→ What to do:
Repeat exactly the lines from the line containing "One point lands on each instance of the dealership sign;" through the last line of the records below, inclusive, and nothing else.

→ Data for this exercise:
******************************
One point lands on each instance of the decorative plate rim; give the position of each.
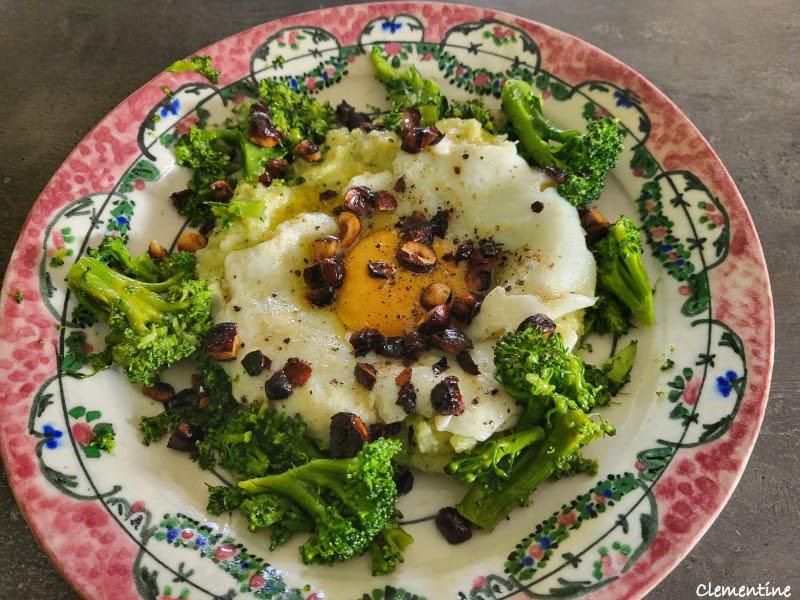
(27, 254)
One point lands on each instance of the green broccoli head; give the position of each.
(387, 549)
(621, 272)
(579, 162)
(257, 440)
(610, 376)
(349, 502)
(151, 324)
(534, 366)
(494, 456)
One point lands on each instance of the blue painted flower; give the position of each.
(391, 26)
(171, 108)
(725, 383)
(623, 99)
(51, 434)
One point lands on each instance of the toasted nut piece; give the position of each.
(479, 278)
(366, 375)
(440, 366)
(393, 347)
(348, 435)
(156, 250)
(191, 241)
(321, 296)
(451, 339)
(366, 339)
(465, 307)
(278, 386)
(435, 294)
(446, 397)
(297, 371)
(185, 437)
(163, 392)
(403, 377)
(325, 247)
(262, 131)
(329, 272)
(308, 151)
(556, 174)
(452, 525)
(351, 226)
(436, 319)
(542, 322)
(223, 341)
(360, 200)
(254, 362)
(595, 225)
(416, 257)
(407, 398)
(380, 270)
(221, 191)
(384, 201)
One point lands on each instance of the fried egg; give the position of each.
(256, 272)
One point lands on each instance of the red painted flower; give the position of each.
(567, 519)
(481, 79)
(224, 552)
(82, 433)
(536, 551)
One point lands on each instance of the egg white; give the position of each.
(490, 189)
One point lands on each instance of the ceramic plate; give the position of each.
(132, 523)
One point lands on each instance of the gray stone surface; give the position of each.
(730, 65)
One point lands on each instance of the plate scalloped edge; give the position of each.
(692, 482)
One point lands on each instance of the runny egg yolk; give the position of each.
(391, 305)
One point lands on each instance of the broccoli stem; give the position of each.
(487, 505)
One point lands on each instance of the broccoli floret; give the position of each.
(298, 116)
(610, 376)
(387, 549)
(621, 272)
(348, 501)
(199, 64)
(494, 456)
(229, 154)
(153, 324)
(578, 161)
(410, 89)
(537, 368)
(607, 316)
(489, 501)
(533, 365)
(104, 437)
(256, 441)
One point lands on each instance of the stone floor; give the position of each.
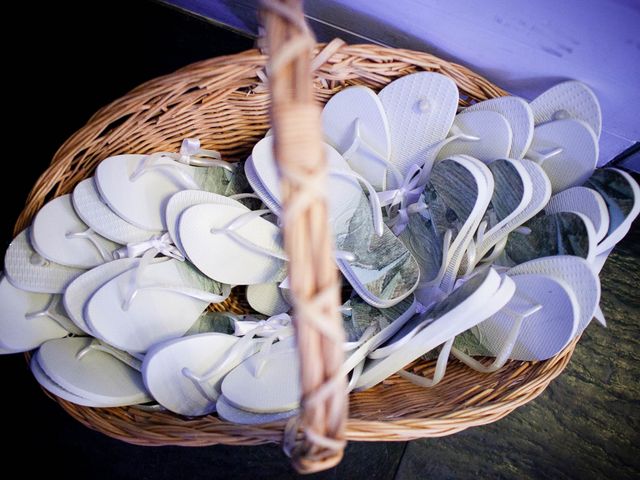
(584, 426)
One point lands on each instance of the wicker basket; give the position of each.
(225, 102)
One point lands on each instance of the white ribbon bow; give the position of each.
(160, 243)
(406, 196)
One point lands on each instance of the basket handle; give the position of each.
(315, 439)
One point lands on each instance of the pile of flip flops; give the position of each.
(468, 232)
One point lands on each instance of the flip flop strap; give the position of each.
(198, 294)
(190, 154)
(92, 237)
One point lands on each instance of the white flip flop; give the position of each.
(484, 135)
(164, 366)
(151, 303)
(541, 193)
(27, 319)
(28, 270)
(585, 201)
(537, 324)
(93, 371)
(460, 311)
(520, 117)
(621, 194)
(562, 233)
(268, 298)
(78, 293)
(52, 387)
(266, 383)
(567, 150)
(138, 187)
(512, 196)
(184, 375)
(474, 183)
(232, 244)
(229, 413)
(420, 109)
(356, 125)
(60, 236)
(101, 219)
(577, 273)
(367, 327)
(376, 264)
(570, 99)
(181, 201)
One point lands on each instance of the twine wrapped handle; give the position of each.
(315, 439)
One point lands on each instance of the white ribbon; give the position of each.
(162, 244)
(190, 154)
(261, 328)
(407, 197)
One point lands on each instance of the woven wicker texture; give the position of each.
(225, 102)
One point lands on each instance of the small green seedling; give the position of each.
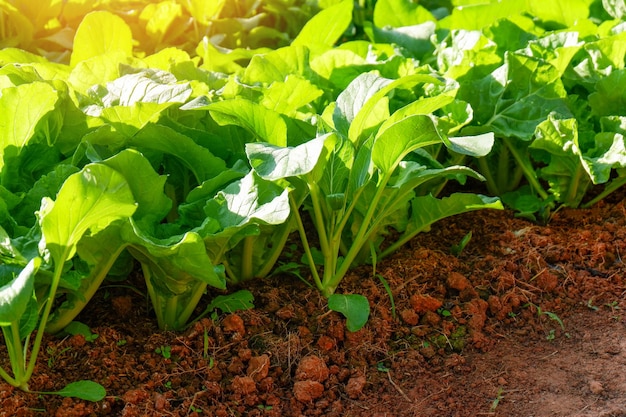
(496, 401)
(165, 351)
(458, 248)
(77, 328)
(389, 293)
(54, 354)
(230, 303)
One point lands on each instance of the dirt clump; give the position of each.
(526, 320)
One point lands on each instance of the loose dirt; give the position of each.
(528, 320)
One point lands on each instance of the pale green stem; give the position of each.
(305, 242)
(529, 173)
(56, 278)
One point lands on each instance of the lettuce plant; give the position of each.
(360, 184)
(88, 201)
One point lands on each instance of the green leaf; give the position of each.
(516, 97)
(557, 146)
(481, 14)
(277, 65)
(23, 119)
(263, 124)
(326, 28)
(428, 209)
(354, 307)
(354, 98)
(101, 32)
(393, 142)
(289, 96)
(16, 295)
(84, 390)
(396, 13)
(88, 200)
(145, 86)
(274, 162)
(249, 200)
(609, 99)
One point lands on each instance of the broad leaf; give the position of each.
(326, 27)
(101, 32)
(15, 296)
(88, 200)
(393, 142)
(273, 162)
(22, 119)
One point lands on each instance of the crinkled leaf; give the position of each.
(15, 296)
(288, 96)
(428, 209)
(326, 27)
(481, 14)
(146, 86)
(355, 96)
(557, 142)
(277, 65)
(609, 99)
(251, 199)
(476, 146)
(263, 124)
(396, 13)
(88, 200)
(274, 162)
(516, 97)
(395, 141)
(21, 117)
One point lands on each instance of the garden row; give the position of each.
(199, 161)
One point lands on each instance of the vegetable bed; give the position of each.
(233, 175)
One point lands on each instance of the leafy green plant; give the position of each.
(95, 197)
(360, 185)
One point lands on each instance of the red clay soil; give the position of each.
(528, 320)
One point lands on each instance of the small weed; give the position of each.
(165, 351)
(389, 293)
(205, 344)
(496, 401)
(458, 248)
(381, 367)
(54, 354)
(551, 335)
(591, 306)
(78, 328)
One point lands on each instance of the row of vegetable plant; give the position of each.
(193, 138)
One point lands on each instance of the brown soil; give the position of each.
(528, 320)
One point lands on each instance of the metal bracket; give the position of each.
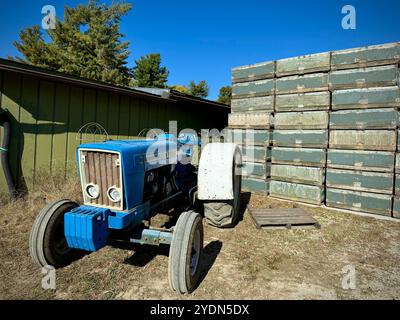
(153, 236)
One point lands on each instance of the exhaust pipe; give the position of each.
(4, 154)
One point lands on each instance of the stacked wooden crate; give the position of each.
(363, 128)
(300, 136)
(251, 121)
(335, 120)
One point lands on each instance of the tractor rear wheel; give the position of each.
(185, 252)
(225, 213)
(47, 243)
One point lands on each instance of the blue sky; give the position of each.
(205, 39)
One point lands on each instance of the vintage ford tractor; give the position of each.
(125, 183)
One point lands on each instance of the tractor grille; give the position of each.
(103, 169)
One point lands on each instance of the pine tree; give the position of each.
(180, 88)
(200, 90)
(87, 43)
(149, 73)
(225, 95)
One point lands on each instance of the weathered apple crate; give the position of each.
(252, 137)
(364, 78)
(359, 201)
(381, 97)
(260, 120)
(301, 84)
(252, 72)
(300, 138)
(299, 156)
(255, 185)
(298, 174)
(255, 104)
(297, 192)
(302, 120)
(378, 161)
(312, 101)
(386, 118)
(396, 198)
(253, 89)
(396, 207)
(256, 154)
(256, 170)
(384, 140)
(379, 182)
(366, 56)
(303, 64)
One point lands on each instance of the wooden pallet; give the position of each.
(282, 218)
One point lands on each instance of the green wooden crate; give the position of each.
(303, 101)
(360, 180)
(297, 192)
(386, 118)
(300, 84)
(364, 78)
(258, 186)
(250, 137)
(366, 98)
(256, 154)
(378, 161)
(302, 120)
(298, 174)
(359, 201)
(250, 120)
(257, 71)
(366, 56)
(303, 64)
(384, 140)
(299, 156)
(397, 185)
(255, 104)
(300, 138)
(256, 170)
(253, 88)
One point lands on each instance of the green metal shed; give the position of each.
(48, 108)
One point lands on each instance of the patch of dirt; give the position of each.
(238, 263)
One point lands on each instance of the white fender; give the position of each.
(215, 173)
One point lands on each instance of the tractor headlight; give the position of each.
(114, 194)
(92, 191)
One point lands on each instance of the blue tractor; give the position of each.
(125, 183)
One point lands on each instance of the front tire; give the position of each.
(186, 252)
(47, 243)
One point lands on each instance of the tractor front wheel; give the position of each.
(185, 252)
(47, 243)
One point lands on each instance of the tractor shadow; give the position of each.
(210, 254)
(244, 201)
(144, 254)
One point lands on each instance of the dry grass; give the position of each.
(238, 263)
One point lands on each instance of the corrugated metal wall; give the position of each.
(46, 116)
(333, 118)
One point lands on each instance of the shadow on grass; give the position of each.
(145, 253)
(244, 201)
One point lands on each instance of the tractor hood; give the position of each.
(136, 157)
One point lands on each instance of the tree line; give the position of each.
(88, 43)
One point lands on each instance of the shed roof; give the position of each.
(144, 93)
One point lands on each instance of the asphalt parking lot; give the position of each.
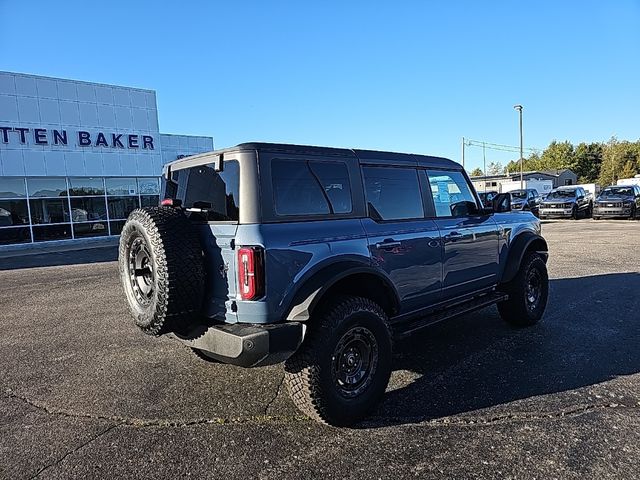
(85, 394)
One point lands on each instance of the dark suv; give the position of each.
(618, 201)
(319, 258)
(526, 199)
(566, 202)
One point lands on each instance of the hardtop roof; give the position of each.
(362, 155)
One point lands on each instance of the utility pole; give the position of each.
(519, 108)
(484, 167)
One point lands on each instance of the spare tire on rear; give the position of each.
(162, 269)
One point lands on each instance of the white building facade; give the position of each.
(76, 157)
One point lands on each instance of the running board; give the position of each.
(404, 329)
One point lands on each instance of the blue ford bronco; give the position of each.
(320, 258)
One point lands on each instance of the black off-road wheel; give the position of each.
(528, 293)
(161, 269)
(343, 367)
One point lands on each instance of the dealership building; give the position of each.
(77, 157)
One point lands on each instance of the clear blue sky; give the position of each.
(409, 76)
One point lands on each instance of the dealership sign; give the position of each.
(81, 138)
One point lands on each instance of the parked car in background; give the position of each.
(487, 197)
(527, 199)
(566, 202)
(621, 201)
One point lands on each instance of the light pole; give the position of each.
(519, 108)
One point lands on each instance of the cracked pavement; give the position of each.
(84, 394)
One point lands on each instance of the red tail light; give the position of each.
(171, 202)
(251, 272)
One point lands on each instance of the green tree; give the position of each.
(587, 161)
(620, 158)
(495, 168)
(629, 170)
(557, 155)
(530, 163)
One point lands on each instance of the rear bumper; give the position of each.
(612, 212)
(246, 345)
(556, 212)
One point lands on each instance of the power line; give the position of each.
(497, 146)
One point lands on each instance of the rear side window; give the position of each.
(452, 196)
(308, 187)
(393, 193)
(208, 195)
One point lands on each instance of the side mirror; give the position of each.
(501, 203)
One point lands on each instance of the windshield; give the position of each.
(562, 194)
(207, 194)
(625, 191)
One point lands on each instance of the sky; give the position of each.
******************************
→ Answer to the problem:
One point lands on each instance of the dealership sign; give the position of each.
(81, 138)
One point lands on each instance of the parked car in background; give the position of each.
(487, 197)
(527, 199)
(566, 202)
(621, 201)
One point lands on each instance of the light pole; give the position of each.
(519, 108)
One point lands on each instance of the cracked pavement; give the position of each.
(84, 394)
One point lands on each instance of the red tail light; give the position of each.
(171, 202)
(251, 272)
One point lands on each instance of the green tree; give the position of each.
(587, 161)
(620, 158)
(495, 168)
(629, 170)
(557, 155)
(530, 163)
One point lands on each instance of the rear bumper; give the position of each.
(612, 212)
(246, 345)
(556, 212)
One point lands on each instance of the power line; give the position of each.
(497, 146)
One point lands on each instance of the rear side window; give the position of each.
(452, 196)
(308, 187)
(393, 193)
(208, 195)
One point lands on each instance of the side mirror; give the position of each.
(501, 203)
One point lands on each instance of the windshield; give the position of each.
(562, 194)
(207, 194)
(625, 191)
One point lands on each instance of the sky; give the position of each.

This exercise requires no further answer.